**** Listing ****

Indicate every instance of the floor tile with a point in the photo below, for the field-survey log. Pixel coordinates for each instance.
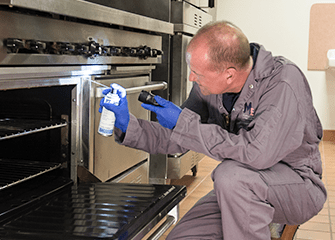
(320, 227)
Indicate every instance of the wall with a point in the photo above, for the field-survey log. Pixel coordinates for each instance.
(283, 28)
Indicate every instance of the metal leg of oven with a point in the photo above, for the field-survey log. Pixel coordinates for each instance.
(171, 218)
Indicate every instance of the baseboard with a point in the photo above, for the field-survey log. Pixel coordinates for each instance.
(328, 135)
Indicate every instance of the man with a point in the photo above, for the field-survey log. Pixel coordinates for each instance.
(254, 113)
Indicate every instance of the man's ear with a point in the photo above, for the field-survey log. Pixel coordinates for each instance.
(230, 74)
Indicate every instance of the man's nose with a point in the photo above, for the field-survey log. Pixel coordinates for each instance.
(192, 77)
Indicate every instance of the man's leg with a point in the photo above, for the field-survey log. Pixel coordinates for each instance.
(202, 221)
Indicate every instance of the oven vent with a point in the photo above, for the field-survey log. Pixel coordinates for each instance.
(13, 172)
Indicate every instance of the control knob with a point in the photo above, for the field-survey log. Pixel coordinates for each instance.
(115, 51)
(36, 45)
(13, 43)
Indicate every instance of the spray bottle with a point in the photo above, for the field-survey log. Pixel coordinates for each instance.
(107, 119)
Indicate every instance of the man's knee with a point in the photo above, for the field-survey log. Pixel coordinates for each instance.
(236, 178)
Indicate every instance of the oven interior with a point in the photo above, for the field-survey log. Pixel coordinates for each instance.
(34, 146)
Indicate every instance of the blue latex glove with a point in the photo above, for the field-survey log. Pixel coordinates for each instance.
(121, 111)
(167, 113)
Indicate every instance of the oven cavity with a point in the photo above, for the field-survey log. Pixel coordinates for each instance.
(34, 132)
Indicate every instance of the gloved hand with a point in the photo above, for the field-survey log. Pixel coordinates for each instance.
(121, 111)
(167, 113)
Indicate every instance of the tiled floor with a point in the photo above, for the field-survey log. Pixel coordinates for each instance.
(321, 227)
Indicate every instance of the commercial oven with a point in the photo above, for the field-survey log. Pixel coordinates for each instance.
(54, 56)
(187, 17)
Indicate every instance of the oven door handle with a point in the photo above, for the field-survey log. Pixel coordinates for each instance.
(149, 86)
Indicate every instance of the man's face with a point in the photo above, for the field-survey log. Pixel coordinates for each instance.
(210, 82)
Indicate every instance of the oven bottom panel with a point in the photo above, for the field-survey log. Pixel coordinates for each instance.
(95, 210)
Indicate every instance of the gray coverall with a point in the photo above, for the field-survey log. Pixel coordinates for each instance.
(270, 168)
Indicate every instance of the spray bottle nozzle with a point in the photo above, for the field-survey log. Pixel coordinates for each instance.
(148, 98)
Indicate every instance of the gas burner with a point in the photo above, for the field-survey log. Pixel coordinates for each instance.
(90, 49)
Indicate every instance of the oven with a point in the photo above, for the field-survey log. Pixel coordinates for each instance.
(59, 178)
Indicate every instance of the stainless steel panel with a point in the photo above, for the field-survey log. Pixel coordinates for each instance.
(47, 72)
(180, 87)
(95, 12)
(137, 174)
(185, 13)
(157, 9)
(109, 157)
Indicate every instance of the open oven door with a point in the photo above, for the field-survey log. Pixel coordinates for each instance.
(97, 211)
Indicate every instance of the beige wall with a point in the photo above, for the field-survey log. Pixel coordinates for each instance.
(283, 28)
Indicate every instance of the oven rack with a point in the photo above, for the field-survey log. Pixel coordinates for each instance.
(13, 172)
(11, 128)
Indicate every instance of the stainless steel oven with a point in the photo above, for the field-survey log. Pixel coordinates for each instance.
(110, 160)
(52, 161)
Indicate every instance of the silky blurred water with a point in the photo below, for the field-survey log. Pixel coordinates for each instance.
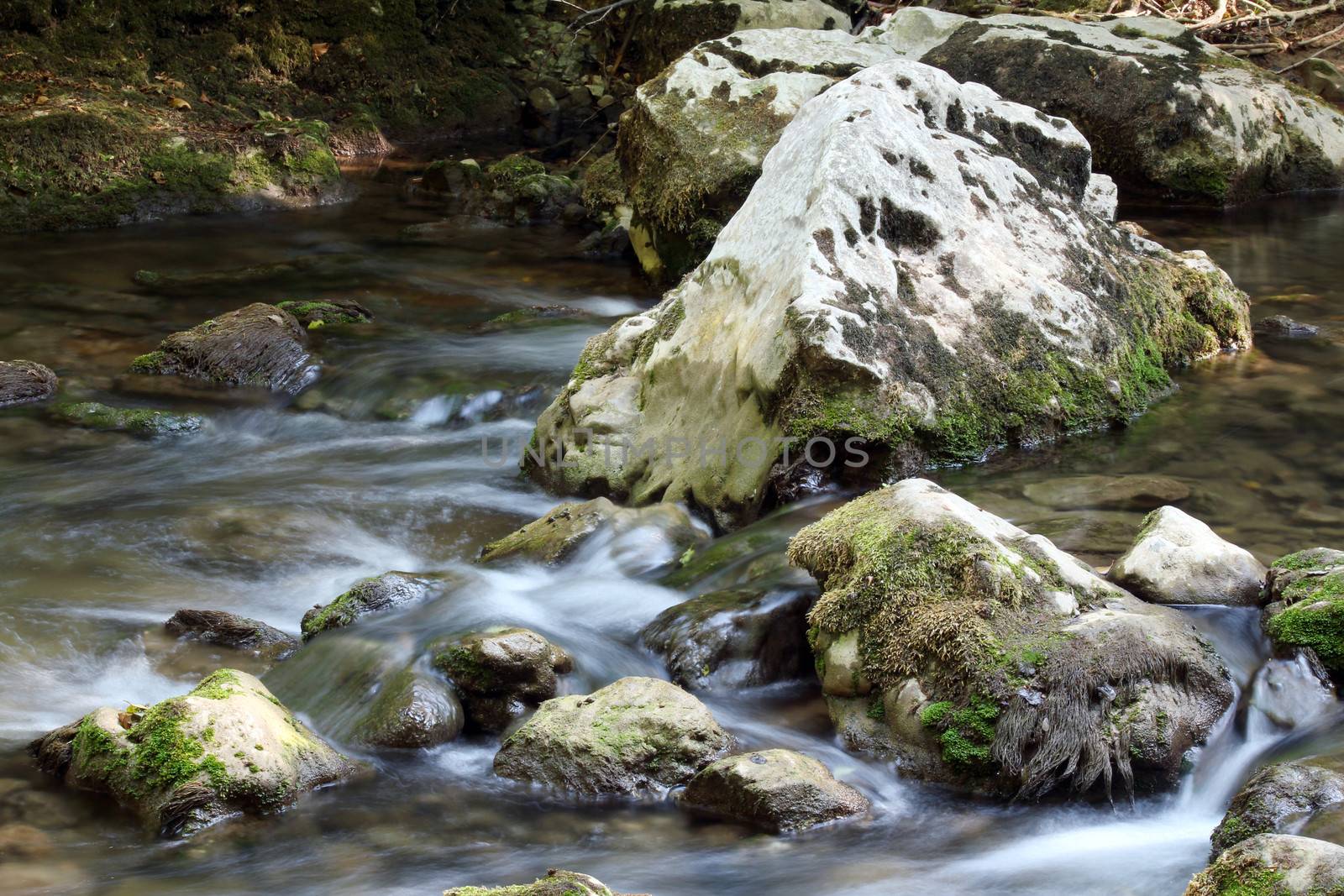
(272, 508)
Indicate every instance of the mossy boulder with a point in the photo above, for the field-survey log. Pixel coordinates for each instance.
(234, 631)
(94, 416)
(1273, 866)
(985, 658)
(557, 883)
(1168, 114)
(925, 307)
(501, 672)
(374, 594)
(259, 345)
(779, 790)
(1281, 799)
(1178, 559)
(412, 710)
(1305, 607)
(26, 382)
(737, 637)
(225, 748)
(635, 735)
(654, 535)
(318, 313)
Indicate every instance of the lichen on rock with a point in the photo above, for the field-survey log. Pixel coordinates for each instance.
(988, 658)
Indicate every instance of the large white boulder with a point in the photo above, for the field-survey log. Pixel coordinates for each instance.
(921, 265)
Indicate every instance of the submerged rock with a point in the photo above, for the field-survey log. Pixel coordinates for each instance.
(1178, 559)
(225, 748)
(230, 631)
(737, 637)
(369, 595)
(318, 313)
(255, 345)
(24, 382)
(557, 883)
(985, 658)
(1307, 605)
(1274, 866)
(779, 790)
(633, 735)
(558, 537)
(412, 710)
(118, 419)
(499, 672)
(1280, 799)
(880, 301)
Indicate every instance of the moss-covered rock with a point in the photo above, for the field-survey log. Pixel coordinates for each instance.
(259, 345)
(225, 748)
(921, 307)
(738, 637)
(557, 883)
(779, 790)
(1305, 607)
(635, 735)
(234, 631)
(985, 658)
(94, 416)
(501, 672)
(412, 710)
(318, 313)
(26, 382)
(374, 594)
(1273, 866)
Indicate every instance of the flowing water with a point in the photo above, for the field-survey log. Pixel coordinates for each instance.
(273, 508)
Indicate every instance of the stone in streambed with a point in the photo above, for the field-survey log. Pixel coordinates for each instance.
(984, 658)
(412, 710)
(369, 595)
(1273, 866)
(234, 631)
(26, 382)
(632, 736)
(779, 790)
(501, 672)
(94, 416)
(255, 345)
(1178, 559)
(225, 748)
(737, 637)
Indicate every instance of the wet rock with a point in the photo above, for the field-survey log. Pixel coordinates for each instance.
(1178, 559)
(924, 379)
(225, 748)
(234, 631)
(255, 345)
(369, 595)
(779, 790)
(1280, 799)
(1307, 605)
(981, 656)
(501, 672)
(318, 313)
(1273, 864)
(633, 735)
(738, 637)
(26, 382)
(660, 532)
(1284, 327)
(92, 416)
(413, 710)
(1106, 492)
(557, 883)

****

Write the lines above out again exactly, without any of their pictures.

[Solution to this problem]:
Indicate every instance of the floor tile with a point in the photo below, for the field-survey log. Pixel coordinates for each instance.
(320, 227)
Indicate every instance of the wall with a point in the photo above, for the field-survey log. Pixel coordinates for each instance.
(283, 28)
Indicate every instance of the metal leg of oven with a point in the photo above, for the field-survey log. Pixel coordinates for each instance.
(171, 218)
Indicate every instance of the baseboard with a point in the photo above, for the field-survey log. Pixel coordinates for each instance.
(328, 135)
Indicate every instance of the man with a point in the photo above, for the field-survey log. Pixel coordinates for each instance.
(254, 113)
Indicate every instance of the man's ear with a point in the photo above, for the field-survey log. Pixel coordinates for each instance.
(230, 74)
Indicate every instance of the man's nose with a point in the photo above, for the field-survey log. Pixel coordinates for each instance.
(192, 77)
Indicate every instance of the man's leg with a point in the photo above, for the field-survey log. Pixel coordinates for each instance.
(202, 221)
Indicate every instance of the oven vent with a point in the photo above, for the field-survey log. Pixel coordinates for each instance.
(13, 172)
Indicate every instance of the control knob with a point in the photo above, for the field-survey log. Pixel coordinates for each instance.
(115, 51)
(36, 45)
(13, 43)
Indicate every instance of the spray bottle with a point in the photo above, for the field-survey log. Pixel coordinates for each instance.
(107, 119)
Indicate every instance of the man's knee with a point in the photo above, for the field-survey log. Pixel coordinates for each instance.
(236, 178)
Indicate every instance of the oven interior with a point in the photo above, for the field-survey log. Pixel coordinates for each instance.
(34, 146)
Indicate every instance of the blue latex glove with a point in the photo above, for the field-survey log. Pixel coordinates for each instance.
(121, 111)
(167, 113)
Indicate every instance of the oven cavity with a point in the photo above, for the field-survey log. Pixel coordinates for each instance.
(34, 132)
Indicate every instance of the gloved hand with a point in the photo above, for the field-survey log. Pixel coordinates for each instance.
(121, 111)
(167, 113)
Indicate every instance of the tiled floor with a point in the photo above, for the field-survey log. Pixel coordinates for each instance.
(321, 227)
Indicate every instance of the commercial oven with a point in the photo above, for the field-survey log. Pixel coordinates for each instance.
(54, 56)
(187, 17)
Indicate every instance of the oven door handle with a point in the photo above, for the field-survey log. Pixel coordinates for each instance.
(149, 86)
Indicate every instance of the man's face with a point in the photo above, for the field-survey log. Pixel coordinates for each instance.
(210, 82)
Indicate every instance of the oven bottom panel with a point in the photo above, for the field-survey log. Pixel coordinates for each instance.
(95, 210)
Indicate every instance of the gray coverall with a point in the photo above, for the field-survey log. Pixel coordinates for each instance.
(270, 168)
Indicate every instance of the spray bottle nozzle with a point in the photo above, for the field-survey log. Pixel coordinates for each instance.
(148, 98)
Indicate every instance of the gas burner with a point in the photo above, for the field-survey log. Pixel coordinates for each instance.
(90, 49)
Indicate every instance of the oven with a point in the photo above, for the field-survey log. Pixel coordinates for each instance.
(59, 178)
Indicate every instance of the stainless steel panel with a point in the photo above, for the field-survey log. Pixel coordinates for each instance.
(47, 72)
(180, 87)
(95, 12)
(137, 174)
(185, 13)
(157, 9)
(109, 157)
Indicate every instance of the open oven door with a point in the photo above, for the field-survey log. Pixel coordinates for each instance.
(97, 211)
Indicate every instance of the beige wall with a point in the photo above, for the field-survey log. Pixel coordinates for each instance.
(283, 28)
Indicate every instance of the oven rack with a point in the photo above, for the field-survey log. Pixel coordinates for each instance.
(13, 172)
(11, 128)
Indicate every instance of the stainless steel oven with a point in the photo above, for the field-survey log. Pixel coordinates for each instance.
(110, 160)
(52, 161)
Indicate every instance of the silky blurred water with a point in the photo below, for the field-survey log. Pixel coordinates for each instance.
(272, 508)
Indicate every instance of the mossy boulder with a point in the photo above, for the field-survey log. Pixel coordinates for each instance.
(234, 631)
(94, 416)
(1273, 866)
(985, 658)
(557, 883)
(1168, 114)
(925, 307)
(501, 672)
(374, 594)
(259, 345)
(779, 790)
(1281, 799)
(1178, 559)
(412, 710)
(1305, 607)
(26, 382)
(737, 637)
(225, 748)
(635, 735)
(654, 535)
(318, 313)
Indicate every instance of the lichen on rock with a point in the photo above, for the field-survey log. Pixel coordinates for each instance.
(988, 658)
Indicate every instance of the large white boulder with a point in the photo above, for the field-survey log. Pixel coordinates for each instance.
(921, 265)
Indicate every instance of the submerged rock with a point in the photo above, for the field-survey log. Pixel coordinates for each instance.
(1178, 559)
(225, 748)
(230, 631)
(737, 637)
(369, 595)
(318, 313)
(255, 345)
(24, 382)
(557, 883)
(985, 658)
(1307, 605)
(1274, 866)
(779, 790)
(633, 735)
(558, 537)
(412, 710)
(118, 419)
(499, 672)
(1280, 799)
(880, 301)
Indicate every instance of the moss-covered rock with a point in the photo above, for the field-survey log. Pixel coordinates for each instance.
(259, 345)
(225, 748)
(921, 307)
(738, 637)
(557, 883)
(779, 790)
(1305, 607)
(635, 735)
(234, 631)
(985, 658)
(94, 416)
(501, 672)
(412, 710)
(318, 313)
(26, 382)
(374, 594)
(1273, 866)
Indicate every instance of the flowing water with a point in the photo above, for the field-survey log. Pixel coordinates for each instance.
(273, 508)
Indicate every instance of the stone in streambed with a point in the photo above, for the field-survey log. Pixel coordinates for each instance.
(984, 658)
(412, 710)
(369, 595)
(1273, 866)
(234, 631)
(26, 382)
(632, 736)
(779, 790)
(501, 672)
(94, 416)
(255, 345)
(1178, 559)
(225, 748)
(737, 637)
Indicate every instance of the wet rock with a point in the photo above, for the field-survey log. Pixel coordinates for each instance.
(1178, 559)
(924, 379)
(225, 748)
(234, 631)
(255, 345)
(369, 595)
(779, 790)
(1280, 799)
(1307, 605)
(981, 656)
(501, 672)
(318, 313)
(1273, 864)
(633, 735)
(738, 637)
(26, 382)
(660, 532)
(1284, 327)
(92, 416)
(413, 710)
(1106, 492)
(557, 883)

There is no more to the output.